• **Goal**: Please gather every line in the material below that contains the word "glossy", and copy each of those lines in full.

[Labeled shape material]
◇ ◇ ◇
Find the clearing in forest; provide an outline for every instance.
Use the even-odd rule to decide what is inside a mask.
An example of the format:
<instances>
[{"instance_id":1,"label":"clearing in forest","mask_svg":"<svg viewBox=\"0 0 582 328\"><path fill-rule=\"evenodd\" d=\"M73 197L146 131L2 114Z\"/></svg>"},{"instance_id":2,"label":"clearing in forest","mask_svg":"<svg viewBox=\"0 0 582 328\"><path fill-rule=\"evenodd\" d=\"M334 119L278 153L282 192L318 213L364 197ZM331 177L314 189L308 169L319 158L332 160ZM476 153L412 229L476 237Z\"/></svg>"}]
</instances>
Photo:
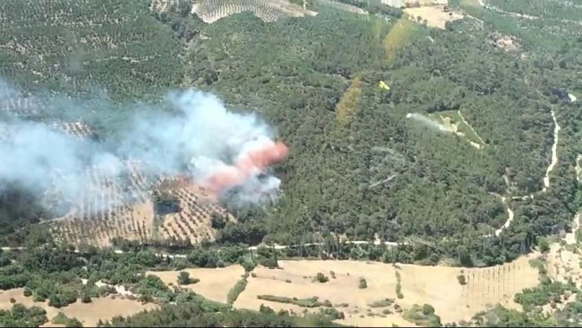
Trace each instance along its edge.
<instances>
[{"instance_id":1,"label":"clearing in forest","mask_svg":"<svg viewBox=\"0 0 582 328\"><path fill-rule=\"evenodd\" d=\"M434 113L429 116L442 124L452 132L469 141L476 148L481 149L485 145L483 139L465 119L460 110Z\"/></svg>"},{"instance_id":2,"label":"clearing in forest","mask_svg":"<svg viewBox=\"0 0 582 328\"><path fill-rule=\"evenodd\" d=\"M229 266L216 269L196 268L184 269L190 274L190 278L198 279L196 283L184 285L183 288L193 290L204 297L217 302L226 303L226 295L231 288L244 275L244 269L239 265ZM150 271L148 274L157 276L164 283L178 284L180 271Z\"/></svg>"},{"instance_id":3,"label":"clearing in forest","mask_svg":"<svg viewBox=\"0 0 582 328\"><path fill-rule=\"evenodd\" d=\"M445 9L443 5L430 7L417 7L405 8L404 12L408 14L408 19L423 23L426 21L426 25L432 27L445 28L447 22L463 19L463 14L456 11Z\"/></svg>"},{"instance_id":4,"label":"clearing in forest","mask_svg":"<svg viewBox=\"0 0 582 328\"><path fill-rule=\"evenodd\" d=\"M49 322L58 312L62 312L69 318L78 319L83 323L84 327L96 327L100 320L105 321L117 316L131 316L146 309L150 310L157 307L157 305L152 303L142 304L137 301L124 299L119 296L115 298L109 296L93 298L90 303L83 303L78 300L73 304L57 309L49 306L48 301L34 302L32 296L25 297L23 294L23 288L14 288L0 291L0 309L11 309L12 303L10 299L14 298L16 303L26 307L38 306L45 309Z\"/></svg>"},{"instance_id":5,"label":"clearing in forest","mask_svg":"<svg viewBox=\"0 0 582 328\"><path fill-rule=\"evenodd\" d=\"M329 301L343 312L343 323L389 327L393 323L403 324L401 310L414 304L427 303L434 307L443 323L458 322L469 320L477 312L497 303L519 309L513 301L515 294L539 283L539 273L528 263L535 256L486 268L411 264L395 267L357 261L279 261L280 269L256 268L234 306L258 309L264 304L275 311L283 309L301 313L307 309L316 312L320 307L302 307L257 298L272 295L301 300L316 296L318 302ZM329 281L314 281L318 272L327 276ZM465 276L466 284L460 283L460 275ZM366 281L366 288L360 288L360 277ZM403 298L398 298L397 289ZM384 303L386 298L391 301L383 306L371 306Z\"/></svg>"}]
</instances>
◇ ◇ ◇
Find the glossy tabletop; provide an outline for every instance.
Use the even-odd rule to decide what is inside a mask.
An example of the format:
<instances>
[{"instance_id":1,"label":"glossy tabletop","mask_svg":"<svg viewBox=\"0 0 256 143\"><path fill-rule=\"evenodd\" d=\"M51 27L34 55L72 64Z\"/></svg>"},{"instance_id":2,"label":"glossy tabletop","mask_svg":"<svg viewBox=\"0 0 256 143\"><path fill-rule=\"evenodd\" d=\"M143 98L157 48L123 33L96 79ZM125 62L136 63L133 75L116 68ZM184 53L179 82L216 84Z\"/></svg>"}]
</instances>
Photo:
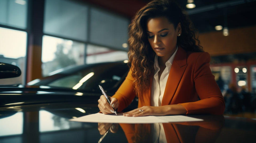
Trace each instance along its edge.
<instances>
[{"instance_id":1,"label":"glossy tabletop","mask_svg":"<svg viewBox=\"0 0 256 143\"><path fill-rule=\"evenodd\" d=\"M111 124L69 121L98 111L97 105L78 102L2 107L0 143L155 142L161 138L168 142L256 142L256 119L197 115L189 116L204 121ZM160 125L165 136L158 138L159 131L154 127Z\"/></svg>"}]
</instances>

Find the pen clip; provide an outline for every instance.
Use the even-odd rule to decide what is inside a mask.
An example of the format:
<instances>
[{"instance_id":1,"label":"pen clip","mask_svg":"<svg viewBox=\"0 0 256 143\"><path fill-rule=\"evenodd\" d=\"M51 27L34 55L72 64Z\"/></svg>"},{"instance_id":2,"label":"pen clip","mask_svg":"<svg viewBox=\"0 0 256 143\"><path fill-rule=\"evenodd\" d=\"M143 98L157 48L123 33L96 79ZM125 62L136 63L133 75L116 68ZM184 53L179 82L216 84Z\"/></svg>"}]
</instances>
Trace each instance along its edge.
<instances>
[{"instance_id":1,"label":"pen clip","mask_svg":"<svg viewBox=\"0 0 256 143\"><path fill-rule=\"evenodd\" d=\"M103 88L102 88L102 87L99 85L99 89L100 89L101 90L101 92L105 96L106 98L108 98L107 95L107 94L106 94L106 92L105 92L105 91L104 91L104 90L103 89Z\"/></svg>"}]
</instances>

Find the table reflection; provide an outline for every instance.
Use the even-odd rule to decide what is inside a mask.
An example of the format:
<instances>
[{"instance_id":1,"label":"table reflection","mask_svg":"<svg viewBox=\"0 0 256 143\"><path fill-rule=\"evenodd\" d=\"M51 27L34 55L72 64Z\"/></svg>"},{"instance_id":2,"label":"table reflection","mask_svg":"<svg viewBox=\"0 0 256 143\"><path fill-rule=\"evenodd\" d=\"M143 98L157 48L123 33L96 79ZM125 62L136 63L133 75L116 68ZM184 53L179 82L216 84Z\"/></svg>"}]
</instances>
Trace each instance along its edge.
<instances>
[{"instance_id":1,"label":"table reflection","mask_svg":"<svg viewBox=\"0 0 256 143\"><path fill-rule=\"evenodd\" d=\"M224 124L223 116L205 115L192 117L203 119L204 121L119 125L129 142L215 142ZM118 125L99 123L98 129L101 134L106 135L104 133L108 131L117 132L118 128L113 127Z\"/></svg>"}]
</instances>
◇ ◇ ◇
• **Correct response**:
Find the glossy tabletop; provide an outline for every instance.
[{"instance_id":1,"label":"glossy tabletop","mask_svg":"<svg viewBox=\"0 0 256 143\"><path fill-rule=\"evenodd\" d=\"M51 27L34 55L72 64Z\"/></svg>"},{"instance_id":2,"label":"glossy tabletop","mask_svg":"<svg viewBox=\"0 0 256 143\"><path fill-rule=\"evenodd\" d=\"M143 98L157 48L123 33L96 79ZM125 62L136 63L133 75L116 68ZM184 53L179 82L216 84Z\"/></svg>"}]
[{"instance_id":1,"label":"glossy tabletop","mask_svg":"<svg viewBox=\"0 0 256 143\"><path fill-rule=\"evenodd\" d=\"M111 124L69 121L98 111L97 105L78 102L2 107L0 143L155 142L161 138L168 142L256 142L256 119L197 115L189 116L204 121ZM160 125L165 136L158 138L159 131L154 127Z\"/></svg>"}]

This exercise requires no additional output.